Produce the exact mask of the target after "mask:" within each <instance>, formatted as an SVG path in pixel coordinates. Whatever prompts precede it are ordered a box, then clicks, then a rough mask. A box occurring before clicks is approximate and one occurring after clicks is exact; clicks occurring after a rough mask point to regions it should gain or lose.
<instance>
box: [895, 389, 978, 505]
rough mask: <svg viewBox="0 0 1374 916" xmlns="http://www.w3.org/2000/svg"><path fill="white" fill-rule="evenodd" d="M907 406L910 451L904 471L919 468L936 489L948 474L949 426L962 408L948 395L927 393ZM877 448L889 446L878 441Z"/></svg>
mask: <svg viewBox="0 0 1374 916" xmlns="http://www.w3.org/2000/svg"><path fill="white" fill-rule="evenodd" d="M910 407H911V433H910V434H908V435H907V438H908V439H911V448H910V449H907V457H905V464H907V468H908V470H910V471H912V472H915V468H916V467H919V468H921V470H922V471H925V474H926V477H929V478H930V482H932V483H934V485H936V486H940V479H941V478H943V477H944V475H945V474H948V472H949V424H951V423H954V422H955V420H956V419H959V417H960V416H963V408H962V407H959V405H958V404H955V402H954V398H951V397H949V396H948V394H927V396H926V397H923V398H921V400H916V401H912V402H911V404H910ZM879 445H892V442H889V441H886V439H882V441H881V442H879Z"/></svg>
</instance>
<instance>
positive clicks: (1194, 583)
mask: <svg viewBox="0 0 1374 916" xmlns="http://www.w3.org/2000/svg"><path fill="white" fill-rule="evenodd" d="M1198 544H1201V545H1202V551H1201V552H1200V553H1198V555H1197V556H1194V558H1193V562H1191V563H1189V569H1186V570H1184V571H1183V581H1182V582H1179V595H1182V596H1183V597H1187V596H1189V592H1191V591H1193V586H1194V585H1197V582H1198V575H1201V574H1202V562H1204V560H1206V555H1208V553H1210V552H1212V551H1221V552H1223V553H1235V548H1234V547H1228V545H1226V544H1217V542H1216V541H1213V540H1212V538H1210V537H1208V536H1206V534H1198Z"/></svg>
_ _ _ _ _ _ _
• _What to work on_
Each line of the data above needs to be returned exactly.

• _Response to this exercise_
Produce the exact mask of the target after "mask:" within each <instance>, formatted as an SVG path in pixel coordinates. Whatever prompts precede it are ordered a box, then clicks, then a rough mask. A box occurring before clicks is approximate and one occurring after clicks is exact; clicks occurring after a rough mask point to regions it should gain or lose.
<instance>
box: [895, 389, 978, 505]
rough mask: <svg viewBox="0 0 1374 916" xmlns="http://www.w3.org/2000/svg"><path fill="white" fill-rule="evenodd" d="M907 406L910 451L904 471L919 468L936 489L948 474L949 426L962 408L948 395L927 393ZM877 448L889 446L878 441Z"/></svg>
mask: <svg viewBox="0 0 1374 916" xmlns="http://www.w3.org/2000/svg"><path fill="white" fill-rule="evenodd" d="M910 407H911V433H910V434H908V435H907V438H908V439H911V448H910V449H907V457H905V464H907V468H908V470H910V471H912V472H915V468H916V467H919V468H921V470H922V471H925V474H926V477H929V478H930V482H932V483H934V485H936V486H940V479H941V478H943V477H944V475H945V474H948V472H949V424H951V423H954V422H955V420H956V419H959V417H960V416H963V408H962V407H959V405H958V404H955V402H954V398H951V397H949V396H948V394H927V396H926V397H923V398H921V400H916V401H912V402H911V404H910ZM879 445H892V442H889V441H886V439H882V441H881V442H879Z"/></svg>
</instance>
<instance>
positive clicks: (1194, 583)
mask: <svg viewBox="0 0 1374 916" xmlns="http://www.w3.org/2000/svg"><path fill="white" fill-rule="evenodd" d="M1198 544H1201V545H1202V551H1201V552H1200V553H1198V555H1197V556H1194V558H1193V562H1191V563H1189V569H1186V570H1184V571H1183V581H1182V582H1179V595H1182V596H1183V597H1187V596H1189V592H1191V591H1193V586H1194V585H1197V582H1198V575H1201V574H1202V562H1204V560H1206V555H1208V553H1210V552H1212V551H1221V552H1223V553H1235V548H1234V547H1228V545H1226V544H1217V542H1216V541H1213V540H1212V538H1210V537H1208V536H1206V534H1198Z"/></svg>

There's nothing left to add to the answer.